November 28, 2022

Hi,

I have recently finished translating _d_arraycatnTX() to a template. While cleaning up the code, I was unable to figure out why profile-gc also shows the new template hook in addition to its former output. This behaviour is consistent on all profile-gc tests in DRuntime. One example is this one, which I had to modify by adding the line with _d_arraycatnTX():


bytes allocated, allocations, type, function, file:line
            560	              3	int[] core.internal.array.concatenation._d_arraycatnTX!(int[], string, int, string, int[], int[])._d_arraycatnTX ../../src/core/internal/array/concatenation.d:42
            464	              1	immutable(char)[][int] D main src/profilegc.d:23
            160	              1	float[][] D main src/profilegc.d:18
            160	              1	int[][] D main src/profilegc.d:15
             64	              1	double[] profilegc.main src/profilegc.d:56
             48	              1	float[] D main src/profilegc.d:42
             48	              1	int[] D main src/profilegc.d:41
             32	              1	profilegc.main.C D main src/profilegc.d:12
             32	              1	void[] profilegc.main src/profilegc.d:55
             16	              1	char[] D main src/profilegc.d:34
             16	              1	char[] D main src/profilegc.d:36
             16	              1	closure profilegc.main.foo src/profilegc.d:45
             16	              1	float D main src/profilegc.d:16
             16	              1	float[] D main src/profilegc.d:17
             16	              1	int D main src/profilegc.d:13
             16	              1	int[] D main src/profilegc.d:14
             16	              1	int[] D main src/profilegc.d:22
             16	              1	int[] D main src/profilegc.d:37
             16	              1	wchar[] D main src/profilegc.d:35

My assumption is that the GC's profiling instrumentation is introduced in the semantic phase, before the new lowering, thus also taking the _d_arraycatnTX hook into account. If this is true, then the old lowering was not profiled because it took place in the glue layer, after the instrumentation had been introduced.

Regarding this, I have 3 questions that I don't know how to answer:

  1. Is my assumption above correct?
  2. Are those 560 bytes an issue that means the new lowering over-allocates 560 bytes? The value is the same regardless of platform and OS.
  3. Is it OK for the output to contain an "internal" function, such as a runtime hook?

What do you think?

#### [Dataset section]
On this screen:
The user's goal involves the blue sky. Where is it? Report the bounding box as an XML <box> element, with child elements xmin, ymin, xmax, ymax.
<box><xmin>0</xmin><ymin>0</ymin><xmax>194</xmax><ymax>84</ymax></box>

#### [What the exercise asks]
Give every src/profilegc.d line number that the output in the profile-gc post reports for an allocation of type int[].

#### [Answer to this problem]
14, 22, 37, 41